PROMPT 1 – Please quote the records below word for word, leaving the pictures out of your answer.

TEXT SEGMENT –
More Books Are Good For Your Brain

In the previous post I promoted my own books a bit. And since I mentioned it, here they are again: https://petefordwriter.com/books

And I promised in that post that I’d promote a handful of other authors. No big names here; you guys don’t need my help to get your books out there. The intention here is to try to give a leg up to a few people with some excellent books that you might not know about.

So let’s start off with Craig Hallam, a fellow Brit. I read Greaveburn a while back and it’s one of those books I can’t help but pick up and read again every so often. (I think I’ve read it four times now.) He also has the Alan Shaw stories, and more. Check his work out here: https://craighallam.wordpress.com/books/

Now I must mention the great authors at my own publisher. While I don’t claim to have read everyone I have read Aly Grauer, Ben Ireland, Russell Smith, and several others. Don’t miss out on some outstanding stories: http://www.xchylerpublishing.com/our-books/

That’s all I have time for today; I’m eager to get on with timelining my own next book. So until next time . . .

Books Are Good For Your Brain

Something I’ve been told I don’t do often enough (tooting your own horn feels wrong, somehow): promoting my books. You can find all the links here:

https://petefordwriter.com/books

That’s it for now (the day-job is keeping me too busy to do more at the moment). In a future post (soon . . . very soon) the plan is to promote some books by other lesser-known authors. Watch this space.

Contingency Plan

I have this book written; it’s a full-length SF/Steampunk story, around 90,000 words long. At the moment it has a working title of Smoke & Mirrors, but I can’t really use that (Neil Gaiman has a short story collection out with that name). I do have a better title but I’m keeping it under my hat for now. I might not be able to use that one, either—it turns out that it’s very similar to the name of another short story collection, this one from the 1970s. No matter; if I find a publisher they can make that call.

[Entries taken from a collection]

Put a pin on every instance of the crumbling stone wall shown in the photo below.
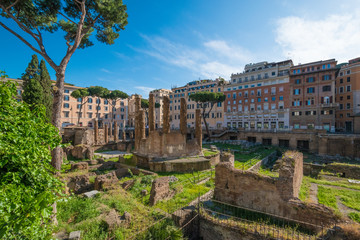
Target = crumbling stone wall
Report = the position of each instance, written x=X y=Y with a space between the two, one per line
x=160 y=190
x=277 y=196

PROMPT 2 – Substitute "remarkable" for "outstanding" in the book-promotion post, starting with "Now I must mention" and going on through "next time . . .", and give that part again.

FULL RESPONSE 1 –
Put a pin on every instance of the crumbling stone wall shown in the photo below.
Target = crumbling stone wall
Report = the position of each instance, written x=X y=Y with a space between the two, one per line
x=160 y=190
x=277 y=196

FULL RESPONSE 2 –
Now I must mention the great authors at my own publisher. While I don’t claim to have read everyone I have read Aly Grauer, Ben Ireland, Russell Smith, and several others. Don’t miss out on some remarkable stories: http://www.xchylerpublishing.com/our-books/

That’s all I have time for today; I’m eager to get on with timelining my own next book. So until next time . . .